EXTRAIT PRÉSENTÉ —
■ ■ ■
Sed nox, dura nox, tel est le titre de la dernière partie, qui reprend le titre d’un texte bref que Volodine avait publié dans Les Cahiers du Schibboleth en 1987. La nuit est dure, mais c’est la nuit : déjà tout un programme qui se dit dans ce pastiche de la formule latine sed lex, dura lex, et qui se vérifie dans cette longue plongée dans l’espace noir. On croirait même parfois se retrouver dans l’Automne du Patriarche : ici ce n’est pas un vieux dictateur qui prend des libertés avec la réalité, mais une sorte de mauvais génie aux pouvoirs magiques, un « thaumaturge » qui se répand comme le despote de García Márquez dans un long corridor verbal. Plus que l’exercice de style, qui n’en est pas vraiment un d’ailleurs, c’est la liberté d’écriture qui domine cette partie : l’humour du désastre y est absurde, corrosif, voire même franchement poilant, et on se dit parfois qu’il est un peu fou, celui qui a écrit ça, mais puisqu’on rit silencieusement dans le noir, c’est qu’il a réussi son coup. Et pourtant on viole, on tue, on meurt, dans cet espace noir, on s’y fait découper, les gens vous prennent pour de la viande quand vous passez près d’eux, on se combat à coup de sortilèges nauséeux et on s’invective dans la poésie sloganesque des mauvais mages. Mais le procédé, encore une fois, fonctionne parce qu’il n’est pas gratuit, mais efficace : la densité de la phrase crée une épaisseur du texte, une richesse, qui fait que notre intérêt grandit pour ses combats et métamorphoses d’un monde pas si différent du nôtre – ou peut-être franchement différent, de toute façon on n’aimerait pas y vivre.
■ ■ ■
ENTRÉES À TRAITER —
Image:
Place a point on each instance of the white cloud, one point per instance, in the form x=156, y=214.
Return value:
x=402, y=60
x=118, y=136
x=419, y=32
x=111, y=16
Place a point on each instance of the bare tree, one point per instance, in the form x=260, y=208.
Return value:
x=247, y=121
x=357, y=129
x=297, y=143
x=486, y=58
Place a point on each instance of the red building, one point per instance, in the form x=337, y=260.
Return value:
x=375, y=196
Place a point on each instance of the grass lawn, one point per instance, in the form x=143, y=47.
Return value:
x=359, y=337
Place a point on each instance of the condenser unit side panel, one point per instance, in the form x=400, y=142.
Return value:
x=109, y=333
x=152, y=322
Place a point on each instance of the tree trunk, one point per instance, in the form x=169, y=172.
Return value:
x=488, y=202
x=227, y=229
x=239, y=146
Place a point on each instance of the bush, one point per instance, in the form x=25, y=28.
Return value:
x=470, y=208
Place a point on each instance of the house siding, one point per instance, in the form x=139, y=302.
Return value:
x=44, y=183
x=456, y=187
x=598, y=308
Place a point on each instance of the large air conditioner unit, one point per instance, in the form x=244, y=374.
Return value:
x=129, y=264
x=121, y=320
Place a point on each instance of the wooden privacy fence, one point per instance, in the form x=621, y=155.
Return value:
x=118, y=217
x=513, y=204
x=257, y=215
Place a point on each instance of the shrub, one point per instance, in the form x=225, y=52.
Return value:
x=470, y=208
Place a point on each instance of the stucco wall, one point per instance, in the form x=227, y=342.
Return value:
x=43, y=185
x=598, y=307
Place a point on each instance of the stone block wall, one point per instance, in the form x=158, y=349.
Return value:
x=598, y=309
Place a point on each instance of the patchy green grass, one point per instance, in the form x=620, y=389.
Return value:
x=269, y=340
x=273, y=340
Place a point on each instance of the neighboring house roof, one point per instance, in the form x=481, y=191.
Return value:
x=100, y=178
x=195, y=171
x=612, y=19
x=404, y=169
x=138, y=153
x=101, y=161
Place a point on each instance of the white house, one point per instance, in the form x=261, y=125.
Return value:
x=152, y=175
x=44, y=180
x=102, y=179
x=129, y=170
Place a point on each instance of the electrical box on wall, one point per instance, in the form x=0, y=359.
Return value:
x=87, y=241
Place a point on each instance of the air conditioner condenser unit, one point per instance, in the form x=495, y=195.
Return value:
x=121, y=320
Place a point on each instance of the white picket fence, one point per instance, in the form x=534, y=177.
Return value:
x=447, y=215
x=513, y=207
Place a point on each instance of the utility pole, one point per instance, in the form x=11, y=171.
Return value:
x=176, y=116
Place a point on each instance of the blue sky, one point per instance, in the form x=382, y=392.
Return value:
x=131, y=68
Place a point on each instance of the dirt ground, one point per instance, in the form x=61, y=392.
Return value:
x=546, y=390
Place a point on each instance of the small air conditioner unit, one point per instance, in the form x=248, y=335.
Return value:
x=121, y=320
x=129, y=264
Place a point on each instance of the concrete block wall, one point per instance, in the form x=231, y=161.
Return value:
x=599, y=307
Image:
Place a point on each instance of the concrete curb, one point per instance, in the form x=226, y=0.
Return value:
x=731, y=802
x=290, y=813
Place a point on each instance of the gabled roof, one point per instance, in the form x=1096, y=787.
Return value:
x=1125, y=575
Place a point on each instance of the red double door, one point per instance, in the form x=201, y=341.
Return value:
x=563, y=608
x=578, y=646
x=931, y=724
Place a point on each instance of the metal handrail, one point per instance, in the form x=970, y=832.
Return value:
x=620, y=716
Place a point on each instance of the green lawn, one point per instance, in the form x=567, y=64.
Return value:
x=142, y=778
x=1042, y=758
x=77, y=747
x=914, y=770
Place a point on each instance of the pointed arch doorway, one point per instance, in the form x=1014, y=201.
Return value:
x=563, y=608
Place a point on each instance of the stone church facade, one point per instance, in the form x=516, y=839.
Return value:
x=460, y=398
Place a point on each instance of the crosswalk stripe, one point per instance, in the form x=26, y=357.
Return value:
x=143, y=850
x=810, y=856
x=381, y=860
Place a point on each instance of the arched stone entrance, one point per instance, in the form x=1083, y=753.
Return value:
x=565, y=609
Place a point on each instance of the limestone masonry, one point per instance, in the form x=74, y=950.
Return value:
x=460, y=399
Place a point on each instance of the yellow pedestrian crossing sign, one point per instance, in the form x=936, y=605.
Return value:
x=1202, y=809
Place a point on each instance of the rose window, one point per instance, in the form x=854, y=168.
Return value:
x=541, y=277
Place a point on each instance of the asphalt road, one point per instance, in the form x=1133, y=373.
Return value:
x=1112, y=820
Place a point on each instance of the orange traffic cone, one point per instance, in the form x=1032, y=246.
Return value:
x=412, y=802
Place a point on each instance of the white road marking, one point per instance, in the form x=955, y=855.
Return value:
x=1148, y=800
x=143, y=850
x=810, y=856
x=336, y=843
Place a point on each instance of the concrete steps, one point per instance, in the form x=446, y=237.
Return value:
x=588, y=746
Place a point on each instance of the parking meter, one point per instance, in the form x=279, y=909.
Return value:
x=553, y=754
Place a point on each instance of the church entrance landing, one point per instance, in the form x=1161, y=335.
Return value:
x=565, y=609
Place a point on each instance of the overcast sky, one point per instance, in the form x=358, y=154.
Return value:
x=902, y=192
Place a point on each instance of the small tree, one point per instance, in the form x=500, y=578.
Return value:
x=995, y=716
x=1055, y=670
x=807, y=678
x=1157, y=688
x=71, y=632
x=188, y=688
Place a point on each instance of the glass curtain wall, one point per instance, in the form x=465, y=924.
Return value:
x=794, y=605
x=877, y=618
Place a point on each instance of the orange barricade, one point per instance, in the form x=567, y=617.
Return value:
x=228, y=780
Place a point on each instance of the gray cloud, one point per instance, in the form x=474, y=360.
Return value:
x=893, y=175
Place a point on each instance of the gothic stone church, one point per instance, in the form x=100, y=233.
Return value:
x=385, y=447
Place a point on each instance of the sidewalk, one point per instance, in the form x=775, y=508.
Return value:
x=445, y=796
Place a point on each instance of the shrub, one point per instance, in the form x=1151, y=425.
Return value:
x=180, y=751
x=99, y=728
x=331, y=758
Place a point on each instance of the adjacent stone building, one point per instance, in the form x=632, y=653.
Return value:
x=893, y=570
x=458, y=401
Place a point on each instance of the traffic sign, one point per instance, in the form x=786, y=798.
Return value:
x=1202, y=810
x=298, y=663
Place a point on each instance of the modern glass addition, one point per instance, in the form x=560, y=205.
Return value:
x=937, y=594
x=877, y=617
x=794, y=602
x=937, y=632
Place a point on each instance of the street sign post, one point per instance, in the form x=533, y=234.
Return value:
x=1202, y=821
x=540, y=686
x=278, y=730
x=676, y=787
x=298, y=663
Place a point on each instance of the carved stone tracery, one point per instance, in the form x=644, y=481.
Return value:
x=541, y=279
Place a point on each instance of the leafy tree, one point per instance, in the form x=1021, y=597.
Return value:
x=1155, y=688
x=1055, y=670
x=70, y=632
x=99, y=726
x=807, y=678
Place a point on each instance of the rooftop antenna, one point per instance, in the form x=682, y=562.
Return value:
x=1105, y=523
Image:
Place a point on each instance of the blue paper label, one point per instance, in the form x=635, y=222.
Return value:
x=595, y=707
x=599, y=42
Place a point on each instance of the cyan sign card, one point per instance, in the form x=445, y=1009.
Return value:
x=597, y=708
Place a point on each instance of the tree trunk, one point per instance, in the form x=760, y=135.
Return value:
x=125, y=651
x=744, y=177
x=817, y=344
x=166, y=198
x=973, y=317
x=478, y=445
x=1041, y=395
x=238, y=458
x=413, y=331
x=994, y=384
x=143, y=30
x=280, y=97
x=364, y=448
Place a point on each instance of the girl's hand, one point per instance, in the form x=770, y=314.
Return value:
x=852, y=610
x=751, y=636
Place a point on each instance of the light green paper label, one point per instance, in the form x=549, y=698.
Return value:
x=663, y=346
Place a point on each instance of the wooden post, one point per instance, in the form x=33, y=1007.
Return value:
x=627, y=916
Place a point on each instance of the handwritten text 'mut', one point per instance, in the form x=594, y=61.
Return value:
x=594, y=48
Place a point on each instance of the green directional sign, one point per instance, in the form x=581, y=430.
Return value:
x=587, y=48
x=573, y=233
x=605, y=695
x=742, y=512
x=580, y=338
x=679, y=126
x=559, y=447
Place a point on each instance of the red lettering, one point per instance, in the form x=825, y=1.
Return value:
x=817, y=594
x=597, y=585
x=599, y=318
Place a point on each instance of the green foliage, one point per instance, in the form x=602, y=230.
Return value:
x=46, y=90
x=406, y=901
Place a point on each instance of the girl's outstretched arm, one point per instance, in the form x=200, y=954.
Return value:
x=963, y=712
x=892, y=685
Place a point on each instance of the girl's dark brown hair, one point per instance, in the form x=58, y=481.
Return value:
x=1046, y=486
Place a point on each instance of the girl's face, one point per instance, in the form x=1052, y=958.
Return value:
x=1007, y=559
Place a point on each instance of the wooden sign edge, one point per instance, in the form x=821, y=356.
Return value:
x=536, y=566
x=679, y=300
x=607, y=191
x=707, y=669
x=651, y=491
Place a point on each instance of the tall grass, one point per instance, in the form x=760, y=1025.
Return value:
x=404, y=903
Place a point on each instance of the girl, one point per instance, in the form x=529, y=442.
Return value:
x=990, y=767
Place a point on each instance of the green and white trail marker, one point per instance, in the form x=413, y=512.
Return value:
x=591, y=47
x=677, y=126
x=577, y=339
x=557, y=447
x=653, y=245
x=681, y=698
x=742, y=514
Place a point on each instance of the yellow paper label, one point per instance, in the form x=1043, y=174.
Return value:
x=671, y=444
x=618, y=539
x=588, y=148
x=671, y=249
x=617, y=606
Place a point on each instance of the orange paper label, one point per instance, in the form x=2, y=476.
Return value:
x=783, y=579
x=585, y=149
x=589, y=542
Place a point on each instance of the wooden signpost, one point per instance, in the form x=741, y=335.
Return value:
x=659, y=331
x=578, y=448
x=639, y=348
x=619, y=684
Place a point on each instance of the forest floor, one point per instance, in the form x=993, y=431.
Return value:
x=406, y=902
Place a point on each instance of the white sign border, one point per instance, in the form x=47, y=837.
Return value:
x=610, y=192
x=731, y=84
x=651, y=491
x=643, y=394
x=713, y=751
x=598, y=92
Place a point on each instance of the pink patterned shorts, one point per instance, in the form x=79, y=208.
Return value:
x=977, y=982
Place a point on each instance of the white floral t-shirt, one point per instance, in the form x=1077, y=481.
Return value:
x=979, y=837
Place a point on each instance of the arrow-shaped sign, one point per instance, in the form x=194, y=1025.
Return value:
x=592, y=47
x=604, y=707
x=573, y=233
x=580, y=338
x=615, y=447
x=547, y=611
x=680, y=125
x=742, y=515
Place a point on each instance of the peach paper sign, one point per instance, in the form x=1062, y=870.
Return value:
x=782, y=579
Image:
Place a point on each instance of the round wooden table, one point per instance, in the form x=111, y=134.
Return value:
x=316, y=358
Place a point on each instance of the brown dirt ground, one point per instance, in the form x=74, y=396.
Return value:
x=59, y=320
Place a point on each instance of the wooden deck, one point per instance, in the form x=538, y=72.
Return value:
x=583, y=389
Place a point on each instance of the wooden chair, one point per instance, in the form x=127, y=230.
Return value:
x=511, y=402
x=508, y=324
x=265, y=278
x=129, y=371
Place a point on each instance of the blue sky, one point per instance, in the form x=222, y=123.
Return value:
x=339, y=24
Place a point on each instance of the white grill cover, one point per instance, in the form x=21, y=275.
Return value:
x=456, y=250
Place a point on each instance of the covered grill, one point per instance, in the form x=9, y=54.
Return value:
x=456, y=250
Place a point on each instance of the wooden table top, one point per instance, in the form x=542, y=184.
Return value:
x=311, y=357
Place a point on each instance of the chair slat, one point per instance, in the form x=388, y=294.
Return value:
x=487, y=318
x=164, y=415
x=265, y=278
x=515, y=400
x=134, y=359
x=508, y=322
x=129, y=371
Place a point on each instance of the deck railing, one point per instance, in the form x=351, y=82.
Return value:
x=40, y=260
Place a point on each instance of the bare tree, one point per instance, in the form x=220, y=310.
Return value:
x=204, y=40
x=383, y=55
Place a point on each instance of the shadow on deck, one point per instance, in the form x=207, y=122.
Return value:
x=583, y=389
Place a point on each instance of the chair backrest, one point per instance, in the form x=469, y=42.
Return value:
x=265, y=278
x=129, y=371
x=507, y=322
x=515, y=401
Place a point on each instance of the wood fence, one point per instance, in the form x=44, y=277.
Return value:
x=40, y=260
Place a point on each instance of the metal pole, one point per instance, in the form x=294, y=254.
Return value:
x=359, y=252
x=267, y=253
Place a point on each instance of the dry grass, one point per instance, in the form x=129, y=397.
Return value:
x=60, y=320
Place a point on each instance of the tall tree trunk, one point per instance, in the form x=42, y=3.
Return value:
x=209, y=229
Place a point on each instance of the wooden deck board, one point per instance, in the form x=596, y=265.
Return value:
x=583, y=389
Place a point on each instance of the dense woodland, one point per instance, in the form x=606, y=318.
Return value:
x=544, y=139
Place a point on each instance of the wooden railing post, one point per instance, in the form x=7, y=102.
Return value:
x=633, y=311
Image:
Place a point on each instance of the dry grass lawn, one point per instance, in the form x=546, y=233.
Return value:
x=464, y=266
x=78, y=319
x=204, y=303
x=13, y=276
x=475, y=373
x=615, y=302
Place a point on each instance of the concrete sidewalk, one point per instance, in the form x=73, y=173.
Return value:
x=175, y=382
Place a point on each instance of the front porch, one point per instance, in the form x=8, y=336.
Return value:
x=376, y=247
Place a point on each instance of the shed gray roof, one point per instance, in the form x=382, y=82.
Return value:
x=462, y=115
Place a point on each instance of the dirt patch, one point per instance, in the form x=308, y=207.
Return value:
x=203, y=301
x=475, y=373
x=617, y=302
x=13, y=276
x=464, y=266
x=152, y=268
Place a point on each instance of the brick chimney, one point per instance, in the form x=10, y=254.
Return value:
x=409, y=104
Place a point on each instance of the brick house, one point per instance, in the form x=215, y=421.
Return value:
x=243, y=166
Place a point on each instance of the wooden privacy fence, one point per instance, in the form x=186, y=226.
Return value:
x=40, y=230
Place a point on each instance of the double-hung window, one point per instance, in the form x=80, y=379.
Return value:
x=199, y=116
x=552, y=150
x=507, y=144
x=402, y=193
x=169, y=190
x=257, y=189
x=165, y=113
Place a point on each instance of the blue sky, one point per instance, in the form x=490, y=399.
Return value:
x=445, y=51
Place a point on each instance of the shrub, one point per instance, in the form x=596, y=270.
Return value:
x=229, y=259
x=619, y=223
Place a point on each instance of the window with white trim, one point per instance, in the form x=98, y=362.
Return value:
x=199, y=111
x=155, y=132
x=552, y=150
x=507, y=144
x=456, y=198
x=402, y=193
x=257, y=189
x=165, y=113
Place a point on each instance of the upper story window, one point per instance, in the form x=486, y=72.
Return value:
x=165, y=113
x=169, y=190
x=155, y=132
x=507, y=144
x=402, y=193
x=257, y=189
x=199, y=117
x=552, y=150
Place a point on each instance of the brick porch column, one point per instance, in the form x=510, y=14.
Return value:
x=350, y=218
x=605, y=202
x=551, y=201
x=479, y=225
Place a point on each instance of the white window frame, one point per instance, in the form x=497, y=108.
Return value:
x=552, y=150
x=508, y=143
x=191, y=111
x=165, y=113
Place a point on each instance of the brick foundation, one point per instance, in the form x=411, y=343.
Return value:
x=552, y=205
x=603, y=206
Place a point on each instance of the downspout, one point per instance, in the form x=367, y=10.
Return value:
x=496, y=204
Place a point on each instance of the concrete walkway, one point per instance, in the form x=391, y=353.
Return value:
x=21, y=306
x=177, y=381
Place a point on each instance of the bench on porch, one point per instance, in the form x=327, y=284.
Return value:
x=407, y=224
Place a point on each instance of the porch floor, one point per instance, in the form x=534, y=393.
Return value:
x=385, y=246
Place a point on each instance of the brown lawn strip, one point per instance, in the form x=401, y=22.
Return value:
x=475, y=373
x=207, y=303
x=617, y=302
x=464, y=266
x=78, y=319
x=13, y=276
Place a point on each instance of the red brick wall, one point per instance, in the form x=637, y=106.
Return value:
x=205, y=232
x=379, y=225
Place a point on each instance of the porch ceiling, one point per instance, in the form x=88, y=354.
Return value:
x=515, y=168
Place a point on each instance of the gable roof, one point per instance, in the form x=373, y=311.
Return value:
■ ■ ■
CONSIGNE 1 — Recopiez intégralement l'extrait présenté sur Sed nox, dura nox, sans y changer un seul mot.
CONSIGNE 2 — Dans les entrées, extrayez telles quelles les lignes situées entre celle qui contient « Place a point on each instance of the cyan » et celle qui contient « x=892, y=685 », ces deux lignes comprises, et uniquement celles-là.

RÉPONSE RÉDIGÉE 1 —
Sed nox, dura nox, tel est le titre de la dernière partie, qui reprend le titre d’un texte bref que Volodine avait publié dans Les Cahiers du Schibboleth en 1987. La nuit est dure, mais c’est la nuit : déjà tout un programme qui se dit dans ce pastiche de la formule latine sed lex, dura lex, et qui se vérifie dans cette longue plongée dans l’espace noir. On croirait même parfois se retrouver dans l’Automne du Patriarche : ici ce n’est pas un vieux dictateur qui prend des libertés avec la réalité, mais une sorte de mauvais génie aux pouvoirs magiques, un « thaumaturge » qui se répand comme le despote de García Márquez dans un long corridor verbal. Plus que l’exercice de style, qui n’en est pas vraiment un d’ailleurs, c’est la liberté d’écriture qui domine cette partie : l’humour du désastre y est absurde, corrosif, voire même franchement poilant, et on se dit parfois qu’il est un peu fou, celui qui a écrit ça, mais puisqu’on rit silencieusement dans le noir, c’est qu’il a réussi son coup. Et pourtant on viole, on tue, on meurt, dans cet espace noir, on s’y fait découper, les gens vous prennent pour de la viande quand vous passez près d’eux, on se combat à coup de sortilèges nauséeux et on s’invective dans la poésie sloganesque des mauvais mages. Mais le procédé, encore une fois, fonctionne parce qu’il n’est pas gratuit, mais efficace : la densité de la phrase crée une épaisseur du texte, une richesse, qui fait que notre intérêt grandit pour ses combats et métamorphoses d’un monde pas si différent du nôtre – ou peut-être franchement différent, de toute façon on n’aimerait pas y vivre.

RÉPONSE RÉDIGÉE 2 —
Place a point on each instance of the cyan sign card, one point per instance, in the form x=445, y=1009.
Return value:
x=597, y=708
Place a point on each instance of the tree trunk, one point per instance, in the form x=760, y=135.
Return value:
x=125, y=651
x=744, y=177
x=817, y=344
x=166, y=198
x=973, y=317
x=478, y=445
x=1041, y=395
x=238, y=458
x=413, y=331
x=994, y=384
x=143, y=30
x=280, y=97
x=364, y=448
Place a point on each instance of the girl's hand, one point per instance, in the form x=770, y=314.
Return value:
x=852, y=610
x=751, y=636
Place a point on each instance of the light green paper label, one point per instance, in the form x=549, y=698.
Return value:
x=663, y=346
Place a point on each instance of the wooden post, one point per instance, in the form x=33, y=1007.
Return value:
x=627, y=916
Place a point on each instance of the handwritten text 'mut', one point per instance, in the form x=594, y=61.
Return value:
x=594, y=48
Place a point on each instance of the green directional sign, one point per instance, in the form x=581, y=430.
Return value:
x=587, y=48
x=573, y=233
x=605, y=695
x=742, y=512
x=580, y=338
x=679, y=126
x=559, y=447
Place a point on each instance of the red lettering, one point per instance, in the form x=825, y=1.
Return value:
x=817, y=594
x=597, y=585
x=599, y=318
Place a point on each instance of the green foliage, one point per instance, in the form x=602, y=230.
Return value:
x=46, y=90
x=406, y=901
Place a point on each instance of the girl's outstretched arm, one point per instance, in the form x=200, y=954.
Return value:
x=963, y=712
x=892, y=685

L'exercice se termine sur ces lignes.